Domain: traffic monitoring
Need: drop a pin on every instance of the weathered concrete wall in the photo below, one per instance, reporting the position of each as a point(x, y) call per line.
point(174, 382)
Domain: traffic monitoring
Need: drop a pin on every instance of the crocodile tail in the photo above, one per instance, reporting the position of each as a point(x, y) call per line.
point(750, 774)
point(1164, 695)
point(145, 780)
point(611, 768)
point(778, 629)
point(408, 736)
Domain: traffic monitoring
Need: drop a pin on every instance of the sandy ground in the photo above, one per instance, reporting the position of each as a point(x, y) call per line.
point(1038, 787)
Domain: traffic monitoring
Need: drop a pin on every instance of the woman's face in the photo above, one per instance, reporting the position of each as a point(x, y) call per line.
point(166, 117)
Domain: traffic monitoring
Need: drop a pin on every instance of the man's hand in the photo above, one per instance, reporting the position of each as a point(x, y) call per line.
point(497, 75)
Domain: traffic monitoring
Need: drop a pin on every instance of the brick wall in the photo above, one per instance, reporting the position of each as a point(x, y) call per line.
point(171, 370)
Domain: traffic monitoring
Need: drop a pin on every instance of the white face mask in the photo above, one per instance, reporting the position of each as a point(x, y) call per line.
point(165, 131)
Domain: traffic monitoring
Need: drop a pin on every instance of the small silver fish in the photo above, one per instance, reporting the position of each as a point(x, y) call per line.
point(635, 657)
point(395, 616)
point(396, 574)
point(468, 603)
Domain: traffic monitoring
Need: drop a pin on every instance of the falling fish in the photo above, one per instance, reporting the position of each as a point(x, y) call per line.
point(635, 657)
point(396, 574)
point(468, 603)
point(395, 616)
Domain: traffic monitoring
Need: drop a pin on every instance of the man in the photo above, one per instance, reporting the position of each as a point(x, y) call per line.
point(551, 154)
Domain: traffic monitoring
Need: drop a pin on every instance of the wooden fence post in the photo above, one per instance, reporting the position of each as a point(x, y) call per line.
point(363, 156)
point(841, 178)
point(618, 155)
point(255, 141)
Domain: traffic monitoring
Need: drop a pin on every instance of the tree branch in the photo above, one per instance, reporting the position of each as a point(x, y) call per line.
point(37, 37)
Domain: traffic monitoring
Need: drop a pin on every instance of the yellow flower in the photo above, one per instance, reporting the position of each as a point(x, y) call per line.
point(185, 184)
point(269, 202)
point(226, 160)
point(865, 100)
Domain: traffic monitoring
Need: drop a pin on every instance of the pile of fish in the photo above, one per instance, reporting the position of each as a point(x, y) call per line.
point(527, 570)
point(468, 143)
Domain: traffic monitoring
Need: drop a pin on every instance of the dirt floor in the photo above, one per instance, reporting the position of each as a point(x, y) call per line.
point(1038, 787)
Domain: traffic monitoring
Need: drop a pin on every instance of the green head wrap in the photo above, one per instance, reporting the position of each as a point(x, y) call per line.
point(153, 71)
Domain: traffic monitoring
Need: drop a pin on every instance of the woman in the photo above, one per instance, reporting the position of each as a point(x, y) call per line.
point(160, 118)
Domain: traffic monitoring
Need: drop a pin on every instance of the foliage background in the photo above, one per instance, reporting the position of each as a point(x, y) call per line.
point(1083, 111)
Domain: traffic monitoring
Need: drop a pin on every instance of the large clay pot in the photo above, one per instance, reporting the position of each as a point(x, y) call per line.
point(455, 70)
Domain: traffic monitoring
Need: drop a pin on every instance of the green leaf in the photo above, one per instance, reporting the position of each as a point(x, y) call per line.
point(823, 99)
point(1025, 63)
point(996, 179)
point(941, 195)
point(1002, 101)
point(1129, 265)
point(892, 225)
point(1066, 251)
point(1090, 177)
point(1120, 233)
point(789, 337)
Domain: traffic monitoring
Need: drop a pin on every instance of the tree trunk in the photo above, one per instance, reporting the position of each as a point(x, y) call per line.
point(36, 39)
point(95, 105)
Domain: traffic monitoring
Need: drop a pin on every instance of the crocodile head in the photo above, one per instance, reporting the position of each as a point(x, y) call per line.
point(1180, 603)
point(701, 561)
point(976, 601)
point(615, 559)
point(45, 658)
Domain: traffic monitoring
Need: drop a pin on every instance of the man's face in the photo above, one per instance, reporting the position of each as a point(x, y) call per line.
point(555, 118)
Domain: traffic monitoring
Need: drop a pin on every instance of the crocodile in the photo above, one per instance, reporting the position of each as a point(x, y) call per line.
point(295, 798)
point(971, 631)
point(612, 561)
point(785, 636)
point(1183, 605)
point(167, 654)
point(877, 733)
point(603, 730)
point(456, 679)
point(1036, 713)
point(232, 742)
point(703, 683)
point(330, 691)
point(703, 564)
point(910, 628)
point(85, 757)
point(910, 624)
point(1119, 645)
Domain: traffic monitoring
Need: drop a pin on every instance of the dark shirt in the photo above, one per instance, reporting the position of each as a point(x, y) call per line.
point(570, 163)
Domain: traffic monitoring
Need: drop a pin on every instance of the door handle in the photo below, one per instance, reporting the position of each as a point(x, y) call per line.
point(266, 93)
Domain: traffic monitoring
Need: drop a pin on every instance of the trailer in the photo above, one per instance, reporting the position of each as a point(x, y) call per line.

Task goal:
Please give the listing again exactly, line for line.

Finished task:
Domain: traffic monitoring
Need: drop a pin on every instance of the weathered concrete wall in the photo below, one per instance, reporting the position of each as a point(x, y) call per line.
point(174, 382)
Domain: traffic monitoring
Need: drop a pin on every instance of the crocodile tail in the photo above, one per instance, reporting the position of each as a point(x, y) call per line.
point(750, 774)
point(1164, 695)
point(145, 780)
point(611, 768)
point(778, 629)
point(408, 736)
Domain: traffic monitoring
Need: drop a pin on every instance of the sandy ground in the photo above, one per instance, reporting the position of each as a point(x, y) call per line.
point(1038, 787)
Domain: traffic monitoring
Need: drop a pin on every instance of the woman's face in the photo above, one per instance, reporting the position of each as a point(x, y) call per line.
point(166, 117)
Domain: traffic monitoring
Need: drop a pin on every instance of the man's hand in the photo above, one per instance, reporting the position of each as a point(x, y) call per line.
point(497, 75)
Domain: traffic monitoring
Need: drop a pin on every instance of the brick wall in the photo above, one per instance, reporting the position of each as a point(x, y) call per line.
point(171, 370)
Domain: traffic monitoring
Need: drop a pin on every instance of the white face mask in the photo above, one per instance, reporting the position of each as a point(x, y) call per line.
point(165, 131)
Domain: traffic monitoring
Need: drop a pin on every instance of the small silver fish in the photo above, one per instance, reporting the position of each as a point(x, y) call per line.
point(635, 657)
point(395, 616)
point(396, 574)
point(468, 603)
Domain: traffic monitoring
Need: drop a pin on every instance of the falling fish in the photo above, one per instance, reporting the position of each as a point(x, y) call per line.
point(635, 657)
point(396, 574)
point(468, 603)
point(395, 616)
Domain: traffic monitoring
Need: drop a pin on every instance of the man in the photo above, one per instance, reporting the position of each as a point(x, y) call per line.
point(551, 154)
Domain: traffic monitoring
Need: drop a pin on every instance of the wooden fence post in the photo above, one per instance, reporting the position of each as a point(x, y) call per line.
point(363, 156)
point(841, 178)
point(618, 155)
point(255, 141)
Domain: traffic monitoring
Need: drop a pin on every instance of the tree branch in the photo above, one per instance, reporting the position of each as a point(x, y) call per line.
point(37, 37)
Domain: traffic monitoring
Need: drop a pin on every instance of the yellow flower in the photo above, one per instance, reporting the position of each as a point(x, y) call per line.
point(185, 184)
point(269, 202)
point(226, 160)
point(865, 100)
Domain: traffic monitoring
Need: drop a pin on every instance of the pile of fish in the photo above, one per instance, reporting the position of each as a point(x, y) call per line.
point(527, 570)
point(468, 143)
Domain: traffic monitoring
Need: drop a pin on every instance of the dirt floor in the photo above, one per instance, reporting the position of each as a point(x, y) call per line.
point(1038, 787)
Domain: traffic monitoring
Need: drop a pin on every instance of the green head wrap in the photo above, one per instance, reporting the position of each as a point(x, y) call per line.
point(153, 71)
Domain: traffic monitoring
Need: drop a pin on every instance of the woman in the photo above, one per instance, reporting the position of each as a point(x, y) call per line.
point(160, 118)
Domain: traffic monitoring
Need: drop a pin on every instance of the foliage background in the photo above, one per instance, reporting the position of each as a point(x, y) call per line.
point(1083, 111)
Domain: traffic monitoring
Need: drop a pin on every instance of the large clay pot in the photo above, one per instance, reporting the position of each as a point(x, y) call per line.
point(455, 70)
Domain: traffic monitoring
Need: drop a pin on every instance of the green leaf in the photo above, one per instance, reporting the position of each as a point(x, y) call per line.
point(823, 99)
point(1025, 63)
point(996, 179)
point(941, 195)
point(1002, 101)
point(1129, 265)
point(892, 225)
point(1066, 251)
point(1090, 177)
point(1120, 233)
point(789, 337)
Domain: traffic monitoring
Need: drop a pin on every instance of the tree trunk in the photo above, one per instance, reporting the position of each as a point(x, y) call per line.
point(36, 39)
point(95, 105)
Domain: traffic monitoring
Need: drop a pin on every instance of the crocodile head in the photo above, one per instance, reporting the position of each as a point(x, y) call per line.
point(1180, 603)
point(701, 561)
point(976, 601)
point(615, 559)
point(45, 658)
Domain: traffic monitoring
Need: drop a pin on every instance of the man's face in the photo above, one per instance, reporting the position of each as a point(x, y) call per line.
point(555, 118)
Domain: traffic monitoring
Need: drop a pin on every instance of the crocodile in the photo above, one per instance, reporting the position of each as a point(x, y) call per line.
point(295, 798)
point(971, 631)
point(612, 561)
point(785, 636)
point(1183, 605)
point(167, 654)
point(877, 733)
point(603, 730)
point(456, 679)
point(1036, 713)
point(232, 742)
point(703, 683)
point(330, 691)
point(703, 564)
point(910, 628)
point(85, 757)
point(910, 624)
point(1119, 645)
Domain: traffic monitoring
Need: drop a pin on every instance of the dark shirt in the photo above, one per instance, reporting the position of each as a point(x, y) call per line.
point(570, 163)
Domain: traffic monitoring
Need: drop a pin on every instance of the door handle in the photo below, one per instance, reporting the position of each as a point(x, y) call per line.
point(266, 93)
Domain: traffic monitoring
Need: drop a pin on every instance of the trailer in the photo above, one per instance, reporting the position of each as a point(x, y) call per line.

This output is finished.